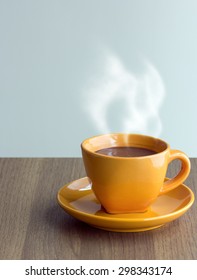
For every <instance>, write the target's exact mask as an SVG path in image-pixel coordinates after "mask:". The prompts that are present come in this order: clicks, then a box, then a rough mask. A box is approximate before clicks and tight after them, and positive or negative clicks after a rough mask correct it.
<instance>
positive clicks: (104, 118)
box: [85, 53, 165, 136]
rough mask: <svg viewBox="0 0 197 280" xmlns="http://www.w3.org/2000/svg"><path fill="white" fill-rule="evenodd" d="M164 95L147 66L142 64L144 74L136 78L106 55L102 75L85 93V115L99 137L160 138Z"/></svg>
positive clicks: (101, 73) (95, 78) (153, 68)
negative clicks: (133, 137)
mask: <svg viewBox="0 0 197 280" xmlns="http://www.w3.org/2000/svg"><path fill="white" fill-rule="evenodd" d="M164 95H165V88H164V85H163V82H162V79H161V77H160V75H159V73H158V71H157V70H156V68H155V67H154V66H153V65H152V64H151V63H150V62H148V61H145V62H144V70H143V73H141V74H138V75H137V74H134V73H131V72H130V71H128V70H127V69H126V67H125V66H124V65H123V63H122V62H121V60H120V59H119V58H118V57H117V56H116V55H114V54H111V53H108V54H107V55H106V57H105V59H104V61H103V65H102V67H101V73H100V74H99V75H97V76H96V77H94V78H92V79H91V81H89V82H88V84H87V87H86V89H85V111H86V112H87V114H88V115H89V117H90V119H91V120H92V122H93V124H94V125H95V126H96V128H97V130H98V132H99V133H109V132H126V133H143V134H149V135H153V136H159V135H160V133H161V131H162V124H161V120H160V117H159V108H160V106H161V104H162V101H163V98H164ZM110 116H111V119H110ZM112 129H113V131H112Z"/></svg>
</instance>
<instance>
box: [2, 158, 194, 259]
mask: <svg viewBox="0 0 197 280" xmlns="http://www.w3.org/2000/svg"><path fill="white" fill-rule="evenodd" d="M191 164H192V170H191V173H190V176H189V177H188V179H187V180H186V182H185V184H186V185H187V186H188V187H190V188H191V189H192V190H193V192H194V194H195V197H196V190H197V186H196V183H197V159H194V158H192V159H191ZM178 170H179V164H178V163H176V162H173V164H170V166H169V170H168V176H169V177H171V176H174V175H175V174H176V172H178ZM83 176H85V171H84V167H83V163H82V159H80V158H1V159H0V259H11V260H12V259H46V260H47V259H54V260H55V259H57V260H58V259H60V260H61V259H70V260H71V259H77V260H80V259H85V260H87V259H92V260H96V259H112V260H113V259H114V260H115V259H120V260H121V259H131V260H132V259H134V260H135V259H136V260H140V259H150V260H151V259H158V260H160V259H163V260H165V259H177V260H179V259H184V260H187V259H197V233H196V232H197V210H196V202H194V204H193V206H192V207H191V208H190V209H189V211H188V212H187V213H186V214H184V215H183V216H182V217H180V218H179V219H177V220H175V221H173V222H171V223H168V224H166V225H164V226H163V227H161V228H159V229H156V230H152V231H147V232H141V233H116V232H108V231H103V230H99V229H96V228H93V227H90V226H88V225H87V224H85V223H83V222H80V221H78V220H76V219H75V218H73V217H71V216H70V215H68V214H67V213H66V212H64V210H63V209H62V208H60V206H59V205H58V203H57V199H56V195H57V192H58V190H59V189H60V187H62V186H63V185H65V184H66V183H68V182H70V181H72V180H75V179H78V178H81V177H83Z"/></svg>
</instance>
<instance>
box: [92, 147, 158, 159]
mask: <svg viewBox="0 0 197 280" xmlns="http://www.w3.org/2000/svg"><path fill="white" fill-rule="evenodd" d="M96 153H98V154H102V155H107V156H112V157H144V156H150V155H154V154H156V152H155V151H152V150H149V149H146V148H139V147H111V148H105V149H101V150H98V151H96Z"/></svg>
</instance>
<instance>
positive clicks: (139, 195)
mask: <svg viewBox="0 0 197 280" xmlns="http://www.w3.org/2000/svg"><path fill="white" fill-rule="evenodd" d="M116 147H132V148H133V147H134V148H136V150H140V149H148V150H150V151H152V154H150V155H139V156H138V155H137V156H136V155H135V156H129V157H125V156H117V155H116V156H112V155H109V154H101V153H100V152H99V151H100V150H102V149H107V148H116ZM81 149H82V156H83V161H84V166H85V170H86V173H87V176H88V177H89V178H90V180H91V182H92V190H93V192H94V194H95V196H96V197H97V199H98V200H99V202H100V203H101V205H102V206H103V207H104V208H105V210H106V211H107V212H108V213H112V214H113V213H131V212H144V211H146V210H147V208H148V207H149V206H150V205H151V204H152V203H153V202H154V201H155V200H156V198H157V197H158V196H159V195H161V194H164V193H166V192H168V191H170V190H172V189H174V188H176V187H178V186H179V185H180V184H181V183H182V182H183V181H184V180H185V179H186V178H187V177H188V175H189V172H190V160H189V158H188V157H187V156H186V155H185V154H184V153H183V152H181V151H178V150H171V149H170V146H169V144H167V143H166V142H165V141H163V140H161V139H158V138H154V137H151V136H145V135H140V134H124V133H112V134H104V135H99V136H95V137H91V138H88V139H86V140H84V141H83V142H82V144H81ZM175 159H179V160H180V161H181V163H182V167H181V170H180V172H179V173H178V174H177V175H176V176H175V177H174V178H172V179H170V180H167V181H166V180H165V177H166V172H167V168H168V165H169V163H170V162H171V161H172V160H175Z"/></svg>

★ ★ ★ ★

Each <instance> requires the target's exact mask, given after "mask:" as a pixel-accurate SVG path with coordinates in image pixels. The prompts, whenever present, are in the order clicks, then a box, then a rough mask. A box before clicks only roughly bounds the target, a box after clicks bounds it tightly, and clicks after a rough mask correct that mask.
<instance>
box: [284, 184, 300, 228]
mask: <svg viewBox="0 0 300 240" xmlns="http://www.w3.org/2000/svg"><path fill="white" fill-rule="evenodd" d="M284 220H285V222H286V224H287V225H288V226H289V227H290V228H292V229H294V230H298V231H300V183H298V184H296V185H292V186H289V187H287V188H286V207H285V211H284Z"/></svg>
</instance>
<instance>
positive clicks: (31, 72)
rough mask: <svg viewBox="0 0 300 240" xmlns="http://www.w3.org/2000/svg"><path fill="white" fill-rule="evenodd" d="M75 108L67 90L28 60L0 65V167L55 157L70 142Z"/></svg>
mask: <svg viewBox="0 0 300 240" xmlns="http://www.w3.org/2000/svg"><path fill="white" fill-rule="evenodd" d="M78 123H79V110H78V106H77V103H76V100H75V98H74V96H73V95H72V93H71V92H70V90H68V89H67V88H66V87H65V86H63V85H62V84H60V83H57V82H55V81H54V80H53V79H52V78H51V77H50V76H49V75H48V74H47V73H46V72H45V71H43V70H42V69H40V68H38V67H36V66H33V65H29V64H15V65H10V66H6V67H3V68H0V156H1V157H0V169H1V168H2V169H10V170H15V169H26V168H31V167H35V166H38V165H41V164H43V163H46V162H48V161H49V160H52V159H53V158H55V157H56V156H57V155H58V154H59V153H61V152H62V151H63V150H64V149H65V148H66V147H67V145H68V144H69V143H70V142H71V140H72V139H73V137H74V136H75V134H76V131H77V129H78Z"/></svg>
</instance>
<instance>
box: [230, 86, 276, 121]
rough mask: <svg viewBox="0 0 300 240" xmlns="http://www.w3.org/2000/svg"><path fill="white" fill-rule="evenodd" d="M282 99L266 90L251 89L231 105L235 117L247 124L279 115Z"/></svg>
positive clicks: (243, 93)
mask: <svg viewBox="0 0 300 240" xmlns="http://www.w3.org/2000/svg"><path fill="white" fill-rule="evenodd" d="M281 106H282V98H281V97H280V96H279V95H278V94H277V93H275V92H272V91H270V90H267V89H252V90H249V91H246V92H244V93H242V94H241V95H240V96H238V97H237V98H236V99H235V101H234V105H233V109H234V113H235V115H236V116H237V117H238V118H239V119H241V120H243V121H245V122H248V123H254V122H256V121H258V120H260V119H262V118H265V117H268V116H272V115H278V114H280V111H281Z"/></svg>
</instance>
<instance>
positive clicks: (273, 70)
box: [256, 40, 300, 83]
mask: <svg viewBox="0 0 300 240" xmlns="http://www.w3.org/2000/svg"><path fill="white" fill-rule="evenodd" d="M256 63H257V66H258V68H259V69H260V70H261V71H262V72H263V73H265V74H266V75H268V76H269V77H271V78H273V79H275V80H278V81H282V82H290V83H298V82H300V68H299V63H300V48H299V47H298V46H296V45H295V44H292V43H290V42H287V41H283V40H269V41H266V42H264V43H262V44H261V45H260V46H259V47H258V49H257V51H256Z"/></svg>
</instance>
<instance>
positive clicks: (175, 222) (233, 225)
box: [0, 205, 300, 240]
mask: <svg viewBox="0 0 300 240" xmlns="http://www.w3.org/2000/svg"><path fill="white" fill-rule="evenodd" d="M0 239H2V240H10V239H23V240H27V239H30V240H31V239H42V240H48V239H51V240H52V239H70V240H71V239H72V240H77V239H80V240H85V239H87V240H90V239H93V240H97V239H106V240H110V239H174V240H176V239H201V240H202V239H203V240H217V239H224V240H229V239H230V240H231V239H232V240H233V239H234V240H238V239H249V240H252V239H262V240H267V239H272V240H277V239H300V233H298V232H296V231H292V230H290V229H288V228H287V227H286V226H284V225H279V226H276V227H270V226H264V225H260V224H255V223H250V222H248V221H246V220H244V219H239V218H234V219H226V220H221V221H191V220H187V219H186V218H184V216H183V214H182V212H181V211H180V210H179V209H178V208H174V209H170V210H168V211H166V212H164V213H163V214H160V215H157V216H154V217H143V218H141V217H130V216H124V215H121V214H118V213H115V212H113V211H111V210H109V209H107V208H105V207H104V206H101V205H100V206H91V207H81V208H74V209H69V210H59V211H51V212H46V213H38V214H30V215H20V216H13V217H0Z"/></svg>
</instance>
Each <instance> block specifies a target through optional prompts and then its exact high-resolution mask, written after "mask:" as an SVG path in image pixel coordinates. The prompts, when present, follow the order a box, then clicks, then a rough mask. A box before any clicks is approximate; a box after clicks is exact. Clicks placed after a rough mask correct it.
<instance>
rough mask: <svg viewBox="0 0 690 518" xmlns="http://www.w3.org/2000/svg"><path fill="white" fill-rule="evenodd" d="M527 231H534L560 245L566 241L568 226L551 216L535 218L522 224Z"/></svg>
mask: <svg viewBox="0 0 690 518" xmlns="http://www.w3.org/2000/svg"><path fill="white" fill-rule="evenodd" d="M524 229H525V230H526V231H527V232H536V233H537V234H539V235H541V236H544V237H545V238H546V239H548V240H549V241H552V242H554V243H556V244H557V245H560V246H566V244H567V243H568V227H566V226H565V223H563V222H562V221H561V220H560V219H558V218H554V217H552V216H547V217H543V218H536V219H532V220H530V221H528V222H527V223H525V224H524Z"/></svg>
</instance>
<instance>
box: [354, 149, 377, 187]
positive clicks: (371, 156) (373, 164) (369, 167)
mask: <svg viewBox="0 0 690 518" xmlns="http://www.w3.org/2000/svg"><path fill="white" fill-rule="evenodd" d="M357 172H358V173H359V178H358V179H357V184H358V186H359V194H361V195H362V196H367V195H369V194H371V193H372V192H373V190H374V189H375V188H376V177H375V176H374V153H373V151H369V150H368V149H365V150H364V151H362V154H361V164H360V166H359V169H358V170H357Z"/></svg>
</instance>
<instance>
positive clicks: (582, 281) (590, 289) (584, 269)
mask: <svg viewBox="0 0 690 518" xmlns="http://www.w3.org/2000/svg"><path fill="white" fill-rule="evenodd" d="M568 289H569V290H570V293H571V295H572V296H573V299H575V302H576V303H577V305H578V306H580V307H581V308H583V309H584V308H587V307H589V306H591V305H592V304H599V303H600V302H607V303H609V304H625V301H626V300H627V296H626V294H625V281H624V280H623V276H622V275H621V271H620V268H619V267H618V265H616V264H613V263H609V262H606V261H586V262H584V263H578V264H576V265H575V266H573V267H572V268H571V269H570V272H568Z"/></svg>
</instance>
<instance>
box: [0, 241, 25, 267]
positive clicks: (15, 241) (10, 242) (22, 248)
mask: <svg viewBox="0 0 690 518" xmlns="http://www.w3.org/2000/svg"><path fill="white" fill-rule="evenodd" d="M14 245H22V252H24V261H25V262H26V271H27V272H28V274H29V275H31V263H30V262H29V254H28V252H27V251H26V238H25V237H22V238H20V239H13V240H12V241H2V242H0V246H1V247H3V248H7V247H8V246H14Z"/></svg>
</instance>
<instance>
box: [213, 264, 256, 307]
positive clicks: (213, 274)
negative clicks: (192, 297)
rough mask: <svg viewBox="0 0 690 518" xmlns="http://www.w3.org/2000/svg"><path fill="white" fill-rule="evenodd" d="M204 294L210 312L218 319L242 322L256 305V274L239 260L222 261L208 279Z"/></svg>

★ ★ ★ ★

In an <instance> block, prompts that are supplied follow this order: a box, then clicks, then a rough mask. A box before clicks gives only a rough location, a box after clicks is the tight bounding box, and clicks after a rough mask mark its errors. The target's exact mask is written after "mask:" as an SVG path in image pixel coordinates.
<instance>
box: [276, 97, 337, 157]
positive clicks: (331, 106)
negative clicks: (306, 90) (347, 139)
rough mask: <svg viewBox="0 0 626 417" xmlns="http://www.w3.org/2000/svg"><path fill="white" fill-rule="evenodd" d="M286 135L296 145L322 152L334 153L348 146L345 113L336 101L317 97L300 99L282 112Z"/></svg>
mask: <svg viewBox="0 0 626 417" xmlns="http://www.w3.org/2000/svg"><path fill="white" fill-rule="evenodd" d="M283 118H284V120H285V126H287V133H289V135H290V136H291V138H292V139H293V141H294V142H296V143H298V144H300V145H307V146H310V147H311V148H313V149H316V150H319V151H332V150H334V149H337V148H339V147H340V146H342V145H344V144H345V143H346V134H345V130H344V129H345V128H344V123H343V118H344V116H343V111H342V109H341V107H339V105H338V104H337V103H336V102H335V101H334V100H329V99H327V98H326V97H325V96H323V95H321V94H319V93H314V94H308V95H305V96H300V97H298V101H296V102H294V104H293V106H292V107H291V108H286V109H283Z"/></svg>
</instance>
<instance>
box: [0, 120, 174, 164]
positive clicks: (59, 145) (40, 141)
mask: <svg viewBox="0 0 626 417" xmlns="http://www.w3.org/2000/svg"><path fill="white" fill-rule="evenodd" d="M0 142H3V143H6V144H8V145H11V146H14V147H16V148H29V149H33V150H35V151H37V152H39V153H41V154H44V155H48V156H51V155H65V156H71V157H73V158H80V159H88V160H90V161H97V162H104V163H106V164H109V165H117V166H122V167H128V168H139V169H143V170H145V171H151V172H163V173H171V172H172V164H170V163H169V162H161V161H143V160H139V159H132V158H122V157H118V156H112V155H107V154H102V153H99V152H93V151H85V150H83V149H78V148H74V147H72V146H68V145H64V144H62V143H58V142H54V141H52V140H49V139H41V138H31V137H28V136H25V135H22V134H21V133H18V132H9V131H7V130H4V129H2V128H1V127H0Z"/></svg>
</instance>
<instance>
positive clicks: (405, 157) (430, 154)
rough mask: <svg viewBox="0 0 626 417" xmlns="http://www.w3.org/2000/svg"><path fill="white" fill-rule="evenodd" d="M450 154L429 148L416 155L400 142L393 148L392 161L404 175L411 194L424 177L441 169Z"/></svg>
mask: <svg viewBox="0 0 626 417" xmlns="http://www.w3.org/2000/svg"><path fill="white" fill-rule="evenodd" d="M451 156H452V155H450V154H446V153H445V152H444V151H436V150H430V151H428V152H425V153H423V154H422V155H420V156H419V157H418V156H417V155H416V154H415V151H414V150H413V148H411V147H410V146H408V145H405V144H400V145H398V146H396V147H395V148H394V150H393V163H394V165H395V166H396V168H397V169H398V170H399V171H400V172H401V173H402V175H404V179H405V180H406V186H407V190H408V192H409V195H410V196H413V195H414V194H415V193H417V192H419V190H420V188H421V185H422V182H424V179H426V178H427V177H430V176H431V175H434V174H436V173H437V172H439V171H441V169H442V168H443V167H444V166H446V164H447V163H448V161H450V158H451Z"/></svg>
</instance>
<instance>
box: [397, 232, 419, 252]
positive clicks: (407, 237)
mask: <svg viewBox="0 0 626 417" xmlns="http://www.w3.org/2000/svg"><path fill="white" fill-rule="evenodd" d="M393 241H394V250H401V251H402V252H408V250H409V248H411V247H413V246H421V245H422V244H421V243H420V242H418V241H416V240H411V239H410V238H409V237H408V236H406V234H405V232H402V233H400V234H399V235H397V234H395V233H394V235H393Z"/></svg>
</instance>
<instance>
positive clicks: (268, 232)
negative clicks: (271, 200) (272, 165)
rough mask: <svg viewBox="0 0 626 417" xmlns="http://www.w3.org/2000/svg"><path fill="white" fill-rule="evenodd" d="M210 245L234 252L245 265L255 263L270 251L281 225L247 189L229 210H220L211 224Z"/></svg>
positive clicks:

★ ★ ★ ★

- [Brief]:
Select every line of the material above holding the word "Each" and copy it.

- [Written reply]:
Each <instance> requires the target's exact mask, given after "mask:" as a pixel-accurate SVG path with coordinates in image pixels. The prompts, whenever present, are in the order clicks, then a box, then a rough mask. A box before clicks only roughly bounds the target, a box after clicks bounds it tightly, and clicks after a rough mask correct that mask.
Each <instance> block specifies a target through optional prompts and then its exact high-resolution mask, written after "mask:" as an SVG path in image pixel coordinates. The prompts, when present, follow the order a box, then clicks, then a rough mask. A box before any clicks is approximate; a box after clicks is exact. Clicks placed after a rough mask correct it.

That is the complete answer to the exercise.